§ **Problem**
Please report how many lines in the rows below contain the string "limestone", giving only the number.

§ **Data supplied**
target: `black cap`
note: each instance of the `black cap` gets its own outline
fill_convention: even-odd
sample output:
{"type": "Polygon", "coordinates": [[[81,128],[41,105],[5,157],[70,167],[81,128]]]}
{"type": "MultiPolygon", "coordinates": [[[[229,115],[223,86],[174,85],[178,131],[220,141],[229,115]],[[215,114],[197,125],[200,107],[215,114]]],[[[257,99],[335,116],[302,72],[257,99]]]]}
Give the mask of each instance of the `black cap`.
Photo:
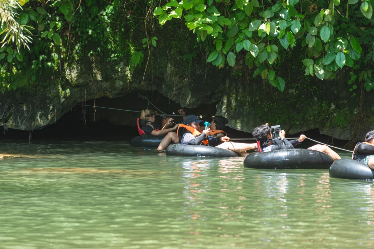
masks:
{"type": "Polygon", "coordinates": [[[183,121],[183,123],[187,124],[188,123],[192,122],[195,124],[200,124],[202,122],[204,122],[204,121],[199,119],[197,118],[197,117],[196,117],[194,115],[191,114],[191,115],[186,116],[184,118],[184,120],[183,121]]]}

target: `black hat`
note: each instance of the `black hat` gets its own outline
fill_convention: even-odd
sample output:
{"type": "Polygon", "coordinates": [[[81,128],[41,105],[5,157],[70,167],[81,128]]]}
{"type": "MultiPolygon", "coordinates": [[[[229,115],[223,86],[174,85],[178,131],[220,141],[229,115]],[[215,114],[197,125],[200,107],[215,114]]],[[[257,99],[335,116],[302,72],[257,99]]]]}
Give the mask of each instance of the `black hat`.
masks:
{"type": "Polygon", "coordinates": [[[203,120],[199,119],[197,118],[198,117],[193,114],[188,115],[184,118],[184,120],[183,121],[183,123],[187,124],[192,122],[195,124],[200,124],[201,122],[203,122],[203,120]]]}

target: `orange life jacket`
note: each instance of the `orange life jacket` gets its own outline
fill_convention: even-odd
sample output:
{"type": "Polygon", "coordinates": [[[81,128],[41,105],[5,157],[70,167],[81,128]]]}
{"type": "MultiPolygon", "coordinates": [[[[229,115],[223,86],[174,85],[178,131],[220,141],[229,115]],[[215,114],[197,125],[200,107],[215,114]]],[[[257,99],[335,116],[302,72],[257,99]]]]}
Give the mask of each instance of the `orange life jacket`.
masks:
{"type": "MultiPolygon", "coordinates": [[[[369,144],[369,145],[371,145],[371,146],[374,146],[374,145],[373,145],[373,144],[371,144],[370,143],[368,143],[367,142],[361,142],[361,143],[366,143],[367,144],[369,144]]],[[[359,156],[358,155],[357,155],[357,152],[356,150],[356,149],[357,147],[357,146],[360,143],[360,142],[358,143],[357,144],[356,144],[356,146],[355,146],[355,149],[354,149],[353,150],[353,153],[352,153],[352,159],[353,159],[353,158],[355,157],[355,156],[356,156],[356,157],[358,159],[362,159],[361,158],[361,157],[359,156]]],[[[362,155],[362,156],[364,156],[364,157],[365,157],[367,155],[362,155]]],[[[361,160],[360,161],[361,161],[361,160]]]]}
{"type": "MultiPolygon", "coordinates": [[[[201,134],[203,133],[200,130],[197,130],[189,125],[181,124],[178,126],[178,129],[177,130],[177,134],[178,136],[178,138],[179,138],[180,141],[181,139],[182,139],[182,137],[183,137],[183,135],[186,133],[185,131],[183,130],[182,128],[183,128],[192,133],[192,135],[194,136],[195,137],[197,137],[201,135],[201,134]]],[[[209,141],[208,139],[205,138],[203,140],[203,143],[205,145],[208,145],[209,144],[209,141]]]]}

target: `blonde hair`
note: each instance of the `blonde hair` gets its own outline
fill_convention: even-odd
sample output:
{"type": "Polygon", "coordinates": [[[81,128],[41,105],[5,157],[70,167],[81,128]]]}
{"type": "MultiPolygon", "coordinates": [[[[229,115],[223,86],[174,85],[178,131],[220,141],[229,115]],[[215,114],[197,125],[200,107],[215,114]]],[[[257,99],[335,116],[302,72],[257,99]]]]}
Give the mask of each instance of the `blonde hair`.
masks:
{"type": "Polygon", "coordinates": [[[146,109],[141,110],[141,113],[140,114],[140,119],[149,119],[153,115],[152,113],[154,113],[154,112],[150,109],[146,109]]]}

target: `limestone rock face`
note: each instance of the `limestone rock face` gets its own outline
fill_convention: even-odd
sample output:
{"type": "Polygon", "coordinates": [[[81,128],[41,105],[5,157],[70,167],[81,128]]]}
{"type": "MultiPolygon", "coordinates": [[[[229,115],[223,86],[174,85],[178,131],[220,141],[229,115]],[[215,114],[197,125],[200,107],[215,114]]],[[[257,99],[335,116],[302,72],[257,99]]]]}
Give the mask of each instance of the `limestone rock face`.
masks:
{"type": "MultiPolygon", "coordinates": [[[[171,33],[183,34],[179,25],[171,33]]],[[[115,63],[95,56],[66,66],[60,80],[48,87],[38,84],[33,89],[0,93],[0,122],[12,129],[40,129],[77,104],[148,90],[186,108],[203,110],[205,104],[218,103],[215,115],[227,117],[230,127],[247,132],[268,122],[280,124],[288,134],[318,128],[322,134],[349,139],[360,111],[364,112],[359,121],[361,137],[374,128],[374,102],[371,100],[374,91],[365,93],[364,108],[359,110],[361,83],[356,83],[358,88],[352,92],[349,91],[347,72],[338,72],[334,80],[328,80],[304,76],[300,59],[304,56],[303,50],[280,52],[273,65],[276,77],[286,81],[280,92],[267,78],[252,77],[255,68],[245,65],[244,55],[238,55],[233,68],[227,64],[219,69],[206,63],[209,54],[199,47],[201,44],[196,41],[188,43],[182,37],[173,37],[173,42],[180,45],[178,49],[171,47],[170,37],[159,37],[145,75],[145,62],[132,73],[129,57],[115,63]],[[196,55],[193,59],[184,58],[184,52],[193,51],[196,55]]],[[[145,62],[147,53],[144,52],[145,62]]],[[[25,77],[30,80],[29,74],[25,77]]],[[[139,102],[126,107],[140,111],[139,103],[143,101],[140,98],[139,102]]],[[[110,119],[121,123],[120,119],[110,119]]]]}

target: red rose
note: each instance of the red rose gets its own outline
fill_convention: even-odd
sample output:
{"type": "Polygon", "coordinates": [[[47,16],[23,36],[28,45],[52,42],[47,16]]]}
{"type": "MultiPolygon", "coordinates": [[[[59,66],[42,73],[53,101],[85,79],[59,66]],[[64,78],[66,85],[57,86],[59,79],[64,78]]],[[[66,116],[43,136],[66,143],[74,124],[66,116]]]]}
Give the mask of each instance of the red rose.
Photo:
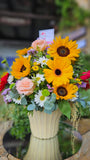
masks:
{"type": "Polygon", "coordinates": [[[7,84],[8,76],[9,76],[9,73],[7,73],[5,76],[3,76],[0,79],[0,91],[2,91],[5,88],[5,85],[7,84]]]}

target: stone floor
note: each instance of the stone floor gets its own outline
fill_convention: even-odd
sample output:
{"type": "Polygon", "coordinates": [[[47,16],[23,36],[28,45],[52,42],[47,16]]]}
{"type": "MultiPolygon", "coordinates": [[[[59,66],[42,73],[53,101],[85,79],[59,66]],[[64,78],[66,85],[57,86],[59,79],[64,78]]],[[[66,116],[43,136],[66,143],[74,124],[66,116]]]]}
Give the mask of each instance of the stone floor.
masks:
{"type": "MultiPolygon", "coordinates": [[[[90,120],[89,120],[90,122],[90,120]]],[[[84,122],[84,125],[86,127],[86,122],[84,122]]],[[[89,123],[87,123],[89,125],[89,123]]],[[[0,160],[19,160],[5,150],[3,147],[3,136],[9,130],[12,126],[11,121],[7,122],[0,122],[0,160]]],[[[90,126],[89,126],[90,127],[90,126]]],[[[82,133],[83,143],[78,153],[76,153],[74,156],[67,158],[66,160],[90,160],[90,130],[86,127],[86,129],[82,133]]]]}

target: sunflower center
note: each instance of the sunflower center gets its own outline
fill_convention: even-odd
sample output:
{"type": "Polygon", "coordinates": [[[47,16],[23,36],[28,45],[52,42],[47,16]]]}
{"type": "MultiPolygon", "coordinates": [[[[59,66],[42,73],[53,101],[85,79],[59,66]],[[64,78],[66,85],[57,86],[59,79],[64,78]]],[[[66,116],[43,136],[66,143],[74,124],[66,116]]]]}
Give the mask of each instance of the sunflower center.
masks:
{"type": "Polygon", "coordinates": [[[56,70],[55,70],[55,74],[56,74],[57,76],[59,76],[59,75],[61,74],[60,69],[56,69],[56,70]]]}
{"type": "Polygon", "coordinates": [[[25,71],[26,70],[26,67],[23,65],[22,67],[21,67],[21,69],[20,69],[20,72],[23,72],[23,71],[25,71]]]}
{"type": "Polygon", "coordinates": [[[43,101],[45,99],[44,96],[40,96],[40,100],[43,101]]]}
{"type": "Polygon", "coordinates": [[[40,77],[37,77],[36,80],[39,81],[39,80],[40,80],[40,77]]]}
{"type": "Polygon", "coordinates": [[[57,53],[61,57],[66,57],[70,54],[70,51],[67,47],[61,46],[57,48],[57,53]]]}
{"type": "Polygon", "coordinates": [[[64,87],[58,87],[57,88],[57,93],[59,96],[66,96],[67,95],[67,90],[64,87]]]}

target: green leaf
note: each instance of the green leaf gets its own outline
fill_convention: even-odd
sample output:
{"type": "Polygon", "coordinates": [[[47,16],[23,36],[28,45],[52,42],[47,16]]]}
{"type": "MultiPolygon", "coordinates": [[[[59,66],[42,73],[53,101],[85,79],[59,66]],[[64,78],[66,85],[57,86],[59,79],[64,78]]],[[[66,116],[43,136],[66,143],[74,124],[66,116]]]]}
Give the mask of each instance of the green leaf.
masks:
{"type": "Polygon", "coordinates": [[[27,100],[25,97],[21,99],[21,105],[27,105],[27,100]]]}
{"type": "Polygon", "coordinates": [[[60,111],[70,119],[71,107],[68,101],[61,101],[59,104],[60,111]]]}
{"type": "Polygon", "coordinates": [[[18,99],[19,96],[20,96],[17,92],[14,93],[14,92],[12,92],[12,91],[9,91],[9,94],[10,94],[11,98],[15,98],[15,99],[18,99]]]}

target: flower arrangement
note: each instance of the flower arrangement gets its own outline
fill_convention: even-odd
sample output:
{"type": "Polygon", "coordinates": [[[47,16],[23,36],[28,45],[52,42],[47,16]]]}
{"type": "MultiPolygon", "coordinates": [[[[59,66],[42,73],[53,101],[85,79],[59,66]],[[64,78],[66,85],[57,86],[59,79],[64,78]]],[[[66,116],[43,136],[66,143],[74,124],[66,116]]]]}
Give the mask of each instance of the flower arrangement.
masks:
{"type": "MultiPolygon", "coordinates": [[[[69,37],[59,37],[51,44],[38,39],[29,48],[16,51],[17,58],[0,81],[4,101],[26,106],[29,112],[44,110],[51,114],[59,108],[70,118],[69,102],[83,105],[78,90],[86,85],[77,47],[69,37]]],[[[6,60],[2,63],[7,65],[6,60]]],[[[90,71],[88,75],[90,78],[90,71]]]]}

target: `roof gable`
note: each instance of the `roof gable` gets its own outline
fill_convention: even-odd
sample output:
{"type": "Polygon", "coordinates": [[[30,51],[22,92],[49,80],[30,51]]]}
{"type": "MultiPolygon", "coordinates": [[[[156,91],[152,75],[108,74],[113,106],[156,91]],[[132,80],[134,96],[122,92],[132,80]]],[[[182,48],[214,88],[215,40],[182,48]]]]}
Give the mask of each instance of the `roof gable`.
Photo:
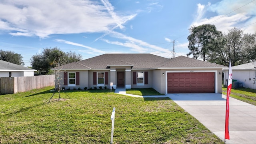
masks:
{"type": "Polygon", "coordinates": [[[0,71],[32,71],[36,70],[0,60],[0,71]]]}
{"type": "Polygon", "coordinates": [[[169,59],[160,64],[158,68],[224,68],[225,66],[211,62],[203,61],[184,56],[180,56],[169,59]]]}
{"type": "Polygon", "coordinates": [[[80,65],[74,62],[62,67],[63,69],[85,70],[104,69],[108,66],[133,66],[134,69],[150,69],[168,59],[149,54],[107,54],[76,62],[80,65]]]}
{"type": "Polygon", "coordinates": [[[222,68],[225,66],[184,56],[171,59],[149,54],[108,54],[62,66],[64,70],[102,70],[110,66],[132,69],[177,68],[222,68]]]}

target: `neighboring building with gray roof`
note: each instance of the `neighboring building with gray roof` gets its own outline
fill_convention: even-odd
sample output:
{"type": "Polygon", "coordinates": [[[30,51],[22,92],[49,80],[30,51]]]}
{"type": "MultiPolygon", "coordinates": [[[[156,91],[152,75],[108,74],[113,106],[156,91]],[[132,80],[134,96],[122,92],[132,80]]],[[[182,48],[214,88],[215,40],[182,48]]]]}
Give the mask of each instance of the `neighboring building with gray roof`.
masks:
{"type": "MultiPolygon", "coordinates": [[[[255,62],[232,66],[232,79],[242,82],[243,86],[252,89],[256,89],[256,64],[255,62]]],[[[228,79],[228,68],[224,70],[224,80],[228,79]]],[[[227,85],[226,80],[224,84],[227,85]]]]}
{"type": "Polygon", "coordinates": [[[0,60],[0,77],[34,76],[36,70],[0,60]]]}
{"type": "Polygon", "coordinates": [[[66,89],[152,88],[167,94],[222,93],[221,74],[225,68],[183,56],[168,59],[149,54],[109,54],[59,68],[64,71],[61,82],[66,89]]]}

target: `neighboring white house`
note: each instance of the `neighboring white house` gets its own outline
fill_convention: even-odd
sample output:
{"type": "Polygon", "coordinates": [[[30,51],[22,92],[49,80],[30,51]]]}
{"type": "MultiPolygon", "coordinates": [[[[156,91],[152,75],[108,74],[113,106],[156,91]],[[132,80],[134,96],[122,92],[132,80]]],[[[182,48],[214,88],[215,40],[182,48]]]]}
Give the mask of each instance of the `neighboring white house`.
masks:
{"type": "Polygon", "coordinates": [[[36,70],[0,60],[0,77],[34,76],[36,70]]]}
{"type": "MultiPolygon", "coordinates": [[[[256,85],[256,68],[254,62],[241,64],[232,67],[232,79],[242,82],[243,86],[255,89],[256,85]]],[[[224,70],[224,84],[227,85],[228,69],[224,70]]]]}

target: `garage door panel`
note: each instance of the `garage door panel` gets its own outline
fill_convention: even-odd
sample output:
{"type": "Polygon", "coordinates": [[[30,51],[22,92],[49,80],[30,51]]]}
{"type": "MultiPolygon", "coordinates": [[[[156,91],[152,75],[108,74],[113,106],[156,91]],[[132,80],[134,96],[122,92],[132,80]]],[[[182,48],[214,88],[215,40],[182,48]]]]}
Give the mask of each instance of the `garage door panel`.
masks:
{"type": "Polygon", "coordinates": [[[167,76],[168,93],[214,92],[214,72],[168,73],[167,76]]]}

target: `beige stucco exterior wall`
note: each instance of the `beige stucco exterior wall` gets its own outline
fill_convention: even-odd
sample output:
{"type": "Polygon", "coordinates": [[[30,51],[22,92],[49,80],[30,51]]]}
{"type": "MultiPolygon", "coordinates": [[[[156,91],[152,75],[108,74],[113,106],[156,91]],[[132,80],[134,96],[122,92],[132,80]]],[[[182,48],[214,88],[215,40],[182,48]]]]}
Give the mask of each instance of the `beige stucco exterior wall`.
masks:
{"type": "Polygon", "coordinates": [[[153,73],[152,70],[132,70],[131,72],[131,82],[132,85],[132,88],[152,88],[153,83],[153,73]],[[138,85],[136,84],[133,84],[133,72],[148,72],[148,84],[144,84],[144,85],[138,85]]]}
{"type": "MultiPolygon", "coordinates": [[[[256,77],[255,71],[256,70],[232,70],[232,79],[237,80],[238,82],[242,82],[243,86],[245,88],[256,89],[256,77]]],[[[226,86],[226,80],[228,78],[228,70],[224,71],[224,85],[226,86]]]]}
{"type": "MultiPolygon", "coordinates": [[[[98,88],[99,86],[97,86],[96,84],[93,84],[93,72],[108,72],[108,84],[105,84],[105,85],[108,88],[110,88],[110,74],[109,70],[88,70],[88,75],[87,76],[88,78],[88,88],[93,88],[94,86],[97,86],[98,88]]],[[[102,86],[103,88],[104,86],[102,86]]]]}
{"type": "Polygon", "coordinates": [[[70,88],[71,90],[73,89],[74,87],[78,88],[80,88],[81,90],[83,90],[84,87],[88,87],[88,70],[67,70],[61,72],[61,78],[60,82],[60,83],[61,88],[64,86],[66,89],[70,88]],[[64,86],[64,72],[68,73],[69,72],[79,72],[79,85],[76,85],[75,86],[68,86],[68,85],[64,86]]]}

§ **Output of the task**
3